Rewrite the entries below, swapping "photo" for "image" everywhere and leaving everything else unchanged. Can you omit the pictures from your output?

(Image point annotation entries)
START

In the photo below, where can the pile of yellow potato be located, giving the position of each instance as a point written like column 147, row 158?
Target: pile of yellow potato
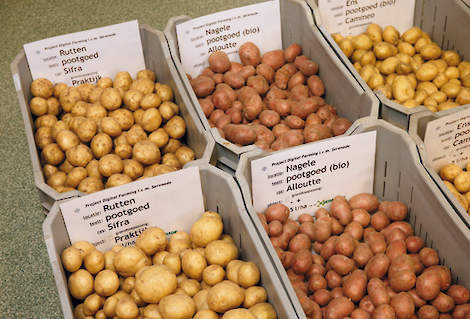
column 410, row 68
column 457, row 181
column 195, row 275
column 108, row 134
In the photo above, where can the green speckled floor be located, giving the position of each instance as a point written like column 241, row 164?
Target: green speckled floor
column 27, row 288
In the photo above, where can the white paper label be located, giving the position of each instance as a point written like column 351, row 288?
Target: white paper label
column 117, row 216
column 87, row 56
column 308, row 177
column 227, row 31
column 352, row 17
column 447, row 140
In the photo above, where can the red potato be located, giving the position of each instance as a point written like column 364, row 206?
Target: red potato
column 218, row 78
column 279, row 129
column 239, row 134
column 321, row 297
column 281, row 106
column 414, row 244
column 274, row 59
column 416, row 298
column 368, row 202
column 377, row 266
column 263, row 134
column 249, row 54
column 360, row 314
column 361, row 216
column 367, row 305
column 305, row 218
column 428, row 312
column 308, row 229
column 222, row 121
column 403, row 280
column 341, row 210
column 298, row 92
column 394, row 210
column 340, row 126
column 428, row 285
column 278, row 212
column 355, row 229
column 459, row 293
column 288, row 139
column 247, row 71
column 215, row 115
column 326, row 112
column 336, row 227
column 443, row 303
column 328, row 248
column 316, row 282
column 400, row 263
column 444, row 274
column 287, row 259
column 316, row 269
column 404, row 226
column 396, row 248
column 395, row 234
column 292, row 52
column 275, row 228
column 294, row 122
column 265, row 71
column 296, row 79
column 302, row 261
column 403, row 305
column 304, row 107
column 269, row 118
column 354, row 286
column 333, row 279
column 306, row 66
column 221, row 99
column 259, row 83
column 281, row 78
column 428, row 256
column 207, row 106
column 300, row 242
column 345, row 245
column 315, row 85
column 235, row 115
column 339, row 308
column 384, row 312
column 202, row 85
column 461, row 311
column 377, row 292
column 379, row 220
column 234, row 79
column 313, row 119
column 219, row 62
column 362, row 254
column 341, row 264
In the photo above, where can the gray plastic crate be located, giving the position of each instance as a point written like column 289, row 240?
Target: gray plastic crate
column 399, row 176
column 443, row 20
column 221, row 194
column 342, row 90
column 417, row 131
column 157, row 58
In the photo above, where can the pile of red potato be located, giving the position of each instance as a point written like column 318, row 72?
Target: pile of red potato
column 272, row 100
column 366, row 263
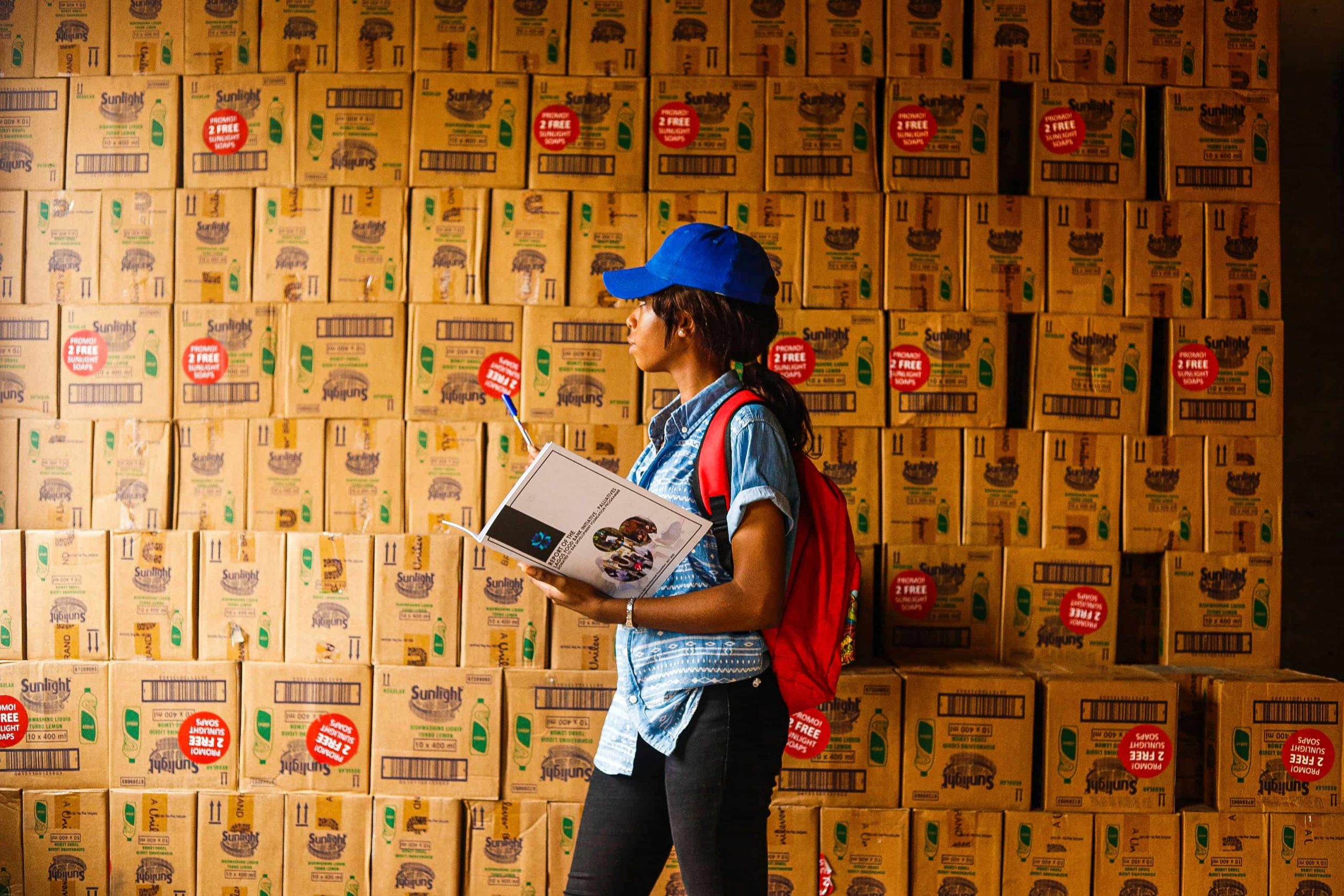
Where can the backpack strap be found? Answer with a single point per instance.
(713, 483)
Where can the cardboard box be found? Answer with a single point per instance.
(136, 246)
(925, 253)
(1089, 141)
(212, 488)
(1006, 253)
(214, 242)
(768, 39)
(1083, 491)
(448, 231)
(1242, 260)
(944, 136)
(588, 133)
(954, 852)
(239, 841)
(704, 133)
(1167, 44)
(1225, 852)
(62, 248)
(503, 613)
(842, 265)
(820, 135)
(606, 233)
(506, 847)
(154, 596)
(76, 859)
(178, 724)
(282, 703)
(258, 154)
(417, 599)
(420, 844)
(937, 381)
(582, 371)
(1003, 488)
(369, 245)
(1221, 609)
(1221, 145)
(299, 35)
(366, 476)
(328, 598)
(1234, 35)
(444, 477)
(35, 129)
(971, 726)
(123, 133)
(1090, 373)
(328, 840)
(241, 610)
(1058, 606)
(346, 359)
(1164, 492)
(860, 762)
(1107, 741)
(437, 733)
(29, 352)
(56, 480)
(1217, 386)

END

◆ Exercise solution:
In the image below, where can the pile of yellow potato be located, giving the position of each instance as a point written like column 147, row 158?
Target: pile of yellow potato
column 410, row 68
column 457, row 181
column 195, row 275
column 108, row 134
In the image above, where can the green speckled floor be located, giving the position of each instance as a point written like column 241, row 164?
Target: green speckled floor
column 27, row 288
In the image above, where can the white paper label be located, giving the position of each instance as a point written like column 351, row 288?
Target: white paper label
column 117, row 216
column 87, row 56
column 308, row 177
column 227, row 31
column 352, row 17
column 447, row 140
In the image above, where can the red potato be located, giving the position of each instance as a point written like column 364, row 206?
Target: red potato
column 218, row 78
column 279, row 129
column 239, row 134
column 321, row 297
column 281, row 106
column 414, row 244
column 274, row 59
column 416, row 298
column 368, row 202
column 377, row 266
column 263, row 134
column 249, row 54
column 360, row 314
column 361, row 216
column 367, row 305
column 305, row 218
column 428, row 312
column 308, row 229
column 222, row 121
column 403, row 280
column 341, row 210
column 298, row 92
column 394, row 210
column 340, row 126
column 428, row 285
column 278, row 212
column 355, row 229
column 459, row 293
column 288, row 139
column 247, row 71
column 215, row 115
column 326, row 112
column 336, row 227
column 443, row 303
column 328, row 248
column 316, row 282
column 400, row 263
column 444, row 274
column 287, row 259
column 316, row 269
column 404, row 226
column 396, row 248
column 395, row 234
column 292, row 52
column 275, row 228
column 294, row 122
column 265, row 71
column 296, row 79
column 302, row 261
column 403, row 305
column 304, row 107
column 269, row 118
column 354, row 286
column 333, row 279
column 306, row 66
column 221, row 99
column 259, row 83
column 281, row 78
column 428, row 256
column 207, row 106
column 300, row 242
column 345, row 245
column 315, row 85
column 235, row 115
column 339, row 308
column 384, row 312
column 202, row 85
column 461, row 311
column 377, row 292
column 379, row 220
column 234, row 79
column 313, row 119
column 219, row 62
column 362, row 254
column 341, row 264
In the image above, where can the gray plastic crate be located, giving the position of each instance as a point written like column 289, row 240?
Target: gray plastic crate
column 399, row 176
column 443, row 20
column 221, row 194
column 342, row 90
column 417, row 131
column 157, row 58
In the image above, where can the pile of red potato be located, giving the position of each instance as a point written like column 318, row 72?
Target: pile of red potato
column 272, row 100
column 366, row 263
Where can the backpack strap be found? Answer with a single point per instance.
(713, 483)
Where can the cardboard box be found? Answer with a single point per instance.
(136, 246)
(925, 253)
(1089, 141)
(212, 488)
(1006, 253)
(214, 242)
(768, 39)
(1083, 491)
(448, 231)
(1242, 260)
(944, 136)
(588, 133)
(954, 852)
(239, 841)
(704, 133)
(1167, 44)
(1225, 852)
(62, 248)
(503, 613)
(842, 265)
(820, 135)
(606, 233)
(506, 847)
(154, 596)
(76, 859)
(178, 724)
(282, 703)
(258, 154)
(417, 599)
(420, 844)
(937, 381)
(582, 371)
(1003, 488)
(369, 245)
(1221, 609)
(1221, 145)
(299, 35)
(366, 476)
(328, 598)
(1234, 35)
(444, 477)
(35, 129)
(971, 726)
(123, 133)
(1090, 373)
(328, 840)
(241, 610)
(1058, 606)
(346, 359)
(1164, 492)
(860, 762)
(1107, 741)
(437, 733)
(29, 352)
(56, 480)
(1217, 386)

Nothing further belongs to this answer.